[EXERCISE]
From the records below, keep only the lines that contain the string "warning". The match is case-sensitive.

Dataset entries:
▬▬▬

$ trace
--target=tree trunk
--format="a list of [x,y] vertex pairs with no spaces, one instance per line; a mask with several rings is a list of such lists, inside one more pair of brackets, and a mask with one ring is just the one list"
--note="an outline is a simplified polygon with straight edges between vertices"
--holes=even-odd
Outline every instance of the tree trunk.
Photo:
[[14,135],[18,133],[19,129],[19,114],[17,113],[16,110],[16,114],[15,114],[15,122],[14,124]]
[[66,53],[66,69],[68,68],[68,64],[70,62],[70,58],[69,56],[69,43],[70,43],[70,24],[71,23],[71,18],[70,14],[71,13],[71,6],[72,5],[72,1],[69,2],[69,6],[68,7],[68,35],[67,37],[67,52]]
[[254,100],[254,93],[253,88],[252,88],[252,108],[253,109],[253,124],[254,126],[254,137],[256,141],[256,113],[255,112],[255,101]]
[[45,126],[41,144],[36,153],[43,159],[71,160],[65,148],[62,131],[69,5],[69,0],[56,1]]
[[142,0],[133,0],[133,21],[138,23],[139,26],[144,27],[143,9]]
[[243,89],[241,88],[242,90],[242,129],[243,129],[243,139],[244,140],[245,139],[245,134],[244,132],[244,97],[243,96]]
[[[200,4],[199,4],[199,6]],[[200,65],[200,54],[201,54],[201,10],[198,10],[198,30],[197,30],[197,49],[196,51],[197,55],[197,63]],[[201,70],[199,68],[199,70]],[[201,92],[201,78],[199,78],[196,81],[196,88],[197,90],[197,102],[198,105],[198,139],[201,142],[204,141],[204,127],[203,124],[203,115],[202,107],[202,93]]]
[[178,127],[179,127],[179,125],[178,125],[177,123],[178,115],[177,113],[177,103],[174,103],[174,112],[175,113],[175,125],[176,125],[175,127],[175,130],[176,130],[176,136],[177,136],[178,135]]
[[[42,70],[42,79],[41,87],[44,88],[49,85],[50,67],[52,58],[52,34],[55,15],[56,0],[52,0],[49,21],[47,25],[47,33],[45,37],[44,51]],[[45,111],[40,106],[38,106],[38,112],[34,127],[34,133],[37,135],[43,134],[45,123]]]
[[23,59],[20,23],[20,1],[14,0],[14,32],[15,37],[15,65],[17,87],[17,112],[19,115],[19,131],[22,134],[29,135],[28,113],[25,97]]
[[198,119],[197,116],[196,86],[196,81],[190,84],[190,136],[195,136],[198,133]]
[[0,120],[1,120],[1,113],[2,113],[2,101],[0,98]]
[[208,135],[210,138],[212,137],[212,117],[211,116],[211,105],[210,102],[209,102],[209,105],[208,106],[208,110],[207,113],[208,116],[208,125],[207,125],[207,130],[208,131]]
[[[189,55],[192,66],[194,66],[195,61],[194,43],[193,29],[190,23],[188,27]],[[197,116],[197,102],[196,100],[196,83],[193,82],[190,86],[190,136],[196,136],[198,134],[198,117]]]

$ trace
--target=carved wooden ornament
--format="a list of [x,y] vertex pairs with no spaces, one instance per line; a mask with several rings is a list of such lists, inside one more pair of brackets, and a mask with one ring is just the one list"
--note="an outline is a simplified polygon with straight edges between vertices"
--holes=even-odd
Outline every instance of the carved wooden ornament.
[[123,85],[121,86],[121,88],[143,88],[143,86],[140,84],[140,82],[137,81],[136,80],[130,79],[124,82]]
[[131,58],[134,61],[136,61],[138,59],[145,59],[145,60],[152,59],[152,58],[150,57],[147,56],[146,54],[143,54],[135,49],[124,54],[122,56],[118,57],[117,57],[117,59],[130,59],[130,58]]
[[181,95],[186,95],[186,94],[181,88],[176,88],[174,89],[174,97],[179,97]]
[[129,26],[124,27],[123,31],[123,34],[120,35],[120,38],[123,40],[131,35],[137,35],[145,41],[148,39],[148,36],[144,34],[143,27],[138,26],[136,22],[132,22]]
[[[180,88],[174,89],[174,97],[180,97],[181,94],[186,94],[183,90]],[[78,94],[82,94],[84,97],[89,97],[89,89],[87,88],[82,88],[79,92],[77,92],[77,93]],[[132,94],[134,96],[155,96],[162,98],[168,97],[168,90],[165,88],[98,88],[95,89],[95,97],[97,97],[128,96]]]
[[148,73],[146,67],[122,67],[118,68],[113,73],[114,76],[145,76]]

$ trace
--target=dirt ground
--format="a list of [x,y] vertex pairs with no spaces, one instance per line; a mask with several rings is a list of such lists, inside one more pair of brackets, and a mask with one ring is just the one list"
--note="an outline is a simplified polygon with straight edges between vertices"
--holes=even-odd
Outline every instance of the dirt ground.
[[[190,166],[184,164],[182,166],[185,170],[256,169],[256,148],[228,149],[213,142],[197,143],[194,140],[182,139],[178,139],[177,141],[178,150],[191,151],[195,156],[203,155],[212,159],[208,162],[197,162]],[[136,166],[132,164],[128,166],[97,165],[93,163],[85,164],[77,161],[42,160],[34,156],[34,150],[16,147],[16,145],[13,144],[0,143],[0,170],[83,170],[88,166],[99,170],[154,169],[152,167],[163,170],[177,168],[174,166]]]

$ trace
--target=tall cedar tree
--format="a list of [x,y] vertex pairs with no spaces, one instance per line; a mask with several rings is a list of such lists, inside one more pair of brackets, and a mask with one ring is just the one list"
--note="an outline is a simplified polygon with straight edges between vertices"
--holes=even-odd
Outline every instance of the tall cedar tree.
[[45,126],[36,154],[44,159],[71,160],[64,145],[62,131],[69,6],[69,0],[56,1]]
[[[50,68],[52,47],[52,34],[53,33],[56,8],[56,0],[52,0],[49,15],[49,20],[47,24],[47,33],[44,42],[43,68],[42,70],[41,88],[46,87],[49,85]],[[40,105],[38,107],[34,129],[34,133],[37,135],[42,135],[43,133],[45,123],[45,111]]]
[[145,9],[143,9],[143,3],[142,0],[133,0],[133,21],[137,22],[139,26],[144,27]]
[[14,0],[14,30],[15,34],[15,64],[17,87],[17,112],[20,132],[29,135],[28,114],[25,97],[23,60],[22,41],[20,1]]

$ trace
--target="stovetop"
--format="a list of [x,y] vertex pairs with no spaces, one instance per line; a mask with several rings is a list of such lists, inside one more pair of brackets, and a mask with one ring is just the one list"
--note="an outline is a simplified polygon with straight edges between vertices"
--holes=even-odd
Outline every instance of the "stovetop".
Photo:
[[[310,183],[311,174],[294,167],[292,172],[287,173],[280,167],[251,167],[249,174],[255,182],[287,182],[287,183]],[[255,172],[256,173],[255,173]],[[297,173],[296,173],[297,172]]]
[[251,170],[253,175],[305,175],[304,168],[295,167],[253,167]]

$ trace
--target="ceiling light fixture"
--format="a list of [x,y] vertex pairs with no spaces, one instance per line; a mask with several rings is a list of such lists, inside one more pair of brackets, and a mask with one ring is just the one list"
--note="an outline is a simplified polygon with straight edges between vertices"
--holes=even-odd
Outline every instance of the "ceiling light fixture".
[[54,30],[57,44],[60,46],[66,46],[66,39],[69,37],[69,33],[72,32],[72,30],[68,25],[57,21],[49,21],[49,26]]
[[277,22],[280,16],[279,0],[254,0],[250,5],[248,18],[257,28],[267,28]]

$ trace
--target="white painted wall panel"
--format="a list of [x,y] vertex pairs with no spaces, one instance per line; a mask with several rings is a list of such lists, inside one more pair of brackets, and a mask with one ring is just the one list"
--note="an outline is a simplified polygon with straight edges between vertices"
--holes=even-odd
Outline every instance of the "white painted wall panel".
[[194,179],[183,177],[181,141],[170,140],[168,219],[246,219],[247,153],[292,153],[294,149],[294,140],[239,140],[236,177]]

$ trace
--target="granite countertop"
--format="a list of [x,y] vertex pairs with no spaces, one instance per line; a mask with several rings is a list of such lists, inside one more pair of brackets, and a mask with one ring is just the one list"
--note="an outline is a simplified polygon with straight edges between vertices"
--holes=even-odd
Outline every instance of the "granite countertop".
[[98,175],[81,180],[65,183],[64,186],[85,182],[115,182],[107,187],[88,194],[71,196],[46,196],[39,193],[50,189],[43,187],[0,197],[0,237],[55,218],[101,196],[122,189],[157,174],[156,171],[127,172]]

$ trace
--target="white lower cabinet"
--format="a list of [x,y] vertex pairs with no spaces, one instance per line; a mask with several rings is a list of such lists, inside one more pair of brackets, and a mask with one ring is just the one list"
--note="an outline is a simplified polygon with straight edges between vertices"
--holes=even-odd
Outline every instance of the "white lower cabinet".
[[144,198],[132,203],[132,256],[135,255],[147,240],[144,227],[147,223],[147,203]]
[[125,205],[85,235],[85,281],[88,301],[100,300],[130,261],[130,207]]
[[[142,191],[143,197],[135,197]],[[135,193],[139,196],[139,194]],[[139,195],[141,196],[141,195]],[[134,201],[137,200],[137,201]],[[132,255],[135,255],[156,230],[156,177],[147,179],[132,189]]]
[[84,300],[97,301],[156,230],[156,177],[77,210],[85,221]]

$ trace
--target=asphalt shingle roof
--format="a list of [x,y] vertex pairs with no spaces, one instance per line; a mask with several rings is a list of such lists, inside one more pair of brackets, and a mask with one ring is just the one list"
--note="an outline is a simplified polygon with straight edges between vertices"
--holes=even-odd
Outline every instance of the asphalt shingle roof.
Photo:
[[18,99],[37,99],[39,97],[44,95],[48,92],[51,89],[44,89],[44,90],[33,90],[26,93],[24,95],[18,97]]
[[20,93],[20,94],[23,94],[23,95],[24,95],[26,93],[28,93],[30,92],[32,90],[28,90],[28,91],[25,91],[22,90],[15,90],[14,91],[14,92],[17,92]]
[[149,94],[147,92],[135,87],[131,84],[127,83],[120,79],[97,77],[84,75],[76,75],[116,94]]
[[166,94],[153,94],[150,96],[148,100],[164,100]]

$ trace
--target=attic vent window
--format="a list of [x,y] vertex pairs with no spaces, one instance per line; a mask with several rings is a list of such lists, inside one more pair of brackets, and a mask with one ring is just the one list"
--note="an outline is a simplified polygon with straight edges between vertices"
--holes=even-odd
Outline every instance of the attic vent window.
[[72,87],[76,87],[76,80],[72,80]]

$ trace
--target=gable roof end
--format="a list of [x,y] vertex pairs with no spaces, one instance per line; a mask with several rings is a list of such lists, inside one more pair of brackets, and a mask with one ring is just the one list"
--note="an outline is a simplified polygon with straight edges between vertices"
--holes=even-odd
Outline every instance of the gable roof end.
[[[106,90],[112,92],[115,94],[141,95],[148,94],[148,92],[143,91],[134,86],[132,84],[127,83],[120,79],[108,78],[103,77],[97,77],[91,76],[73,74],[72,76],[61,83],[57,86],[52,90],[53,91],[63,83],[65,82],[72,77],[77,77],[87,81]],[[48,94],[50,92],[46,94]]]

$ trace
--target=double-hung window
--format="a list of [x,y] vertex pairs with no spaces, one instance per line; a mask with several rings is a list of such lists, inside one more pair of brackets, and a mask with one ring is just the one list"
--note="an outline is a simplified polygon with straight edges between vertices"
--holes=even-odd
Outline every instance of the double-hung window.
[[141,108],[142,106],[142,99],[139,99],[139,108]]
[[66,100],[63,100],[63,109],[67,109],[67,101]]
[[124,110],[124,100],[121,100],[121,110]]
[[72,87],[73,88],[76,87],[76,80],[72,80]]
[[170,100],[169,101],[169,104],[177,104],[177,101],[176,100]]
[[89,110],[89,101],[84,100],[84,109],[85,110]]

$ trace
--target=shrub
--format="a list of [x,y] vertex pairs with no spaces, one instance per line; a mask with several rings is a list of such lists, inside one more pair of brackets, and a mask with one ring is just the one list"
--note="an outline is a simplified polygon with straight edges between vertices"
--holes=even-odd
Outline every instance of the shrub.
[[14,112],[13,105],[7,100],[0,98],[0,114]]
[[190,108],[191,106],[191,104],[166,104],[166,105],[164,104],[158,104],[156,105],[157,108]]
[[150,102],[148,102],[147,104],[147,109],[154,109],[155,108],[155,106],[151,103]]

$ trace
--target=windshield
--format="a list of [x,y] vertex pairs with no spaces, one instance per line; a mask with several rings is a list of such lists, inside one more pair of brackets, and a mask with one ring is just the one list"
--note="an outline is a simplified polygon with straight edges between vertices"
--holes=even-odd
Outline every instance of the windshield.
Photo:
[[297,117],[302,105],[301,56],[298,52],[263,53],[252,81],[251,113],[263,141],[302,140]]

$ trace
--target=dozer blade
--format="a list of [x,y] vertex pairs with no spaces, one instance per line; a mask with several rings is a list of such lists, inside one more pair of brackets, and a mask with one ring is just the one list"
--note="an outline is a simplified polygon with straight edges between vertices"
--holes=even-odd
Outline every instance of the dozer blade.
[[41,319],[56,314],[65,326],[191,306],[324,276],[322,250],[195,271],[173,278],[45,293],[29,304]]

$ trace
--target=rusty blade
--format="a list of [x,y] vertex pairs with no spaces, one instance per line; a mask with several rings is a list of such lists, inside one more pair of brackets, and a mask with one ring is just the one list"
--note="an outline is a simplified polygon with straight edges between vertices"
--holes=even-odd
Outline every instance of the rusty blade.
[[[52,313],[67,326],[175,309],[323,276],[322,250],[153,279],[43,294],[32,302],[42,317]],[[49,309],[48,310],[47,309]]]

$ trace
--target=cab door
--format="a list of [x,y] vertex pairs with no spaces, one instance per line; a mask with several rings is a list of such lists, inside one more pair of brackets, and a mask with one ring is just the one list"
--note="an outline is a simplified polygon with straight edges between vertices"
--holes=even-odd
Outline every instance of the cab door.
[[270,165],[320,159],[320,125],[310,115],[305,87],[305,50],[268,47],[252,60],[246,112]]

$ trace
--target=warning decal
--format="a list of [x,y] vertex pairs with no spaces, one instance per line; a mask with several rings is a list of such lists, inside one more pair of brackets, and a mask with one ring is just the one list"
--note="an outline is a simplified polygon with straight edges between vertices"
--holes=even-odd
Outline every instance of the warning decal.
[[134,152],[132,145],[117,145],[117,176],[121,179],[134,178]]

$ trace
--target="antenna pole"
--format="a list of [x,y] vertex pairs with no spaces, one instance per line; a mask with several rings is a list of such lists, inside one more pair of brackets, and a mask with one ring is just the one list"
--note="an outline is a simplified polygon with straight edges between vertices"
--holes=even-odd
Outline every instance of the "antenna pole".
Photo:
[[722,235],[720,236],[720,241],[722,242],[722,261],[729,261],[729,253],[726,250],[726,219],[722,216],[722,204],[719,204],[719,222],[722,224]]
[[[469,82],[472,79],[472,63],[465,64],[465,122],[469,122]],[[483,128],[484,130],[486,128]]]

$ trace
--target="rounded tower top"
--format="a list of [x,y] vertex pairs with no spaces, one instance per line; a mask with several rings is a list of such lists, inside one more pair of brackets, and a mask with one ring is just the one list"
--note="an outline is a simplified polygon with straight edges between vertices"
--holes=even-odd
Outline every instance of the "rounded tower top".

▬▬▬

[CORRECT OUTPUT]
--target=warning decal
Outline every instance of the warning decal.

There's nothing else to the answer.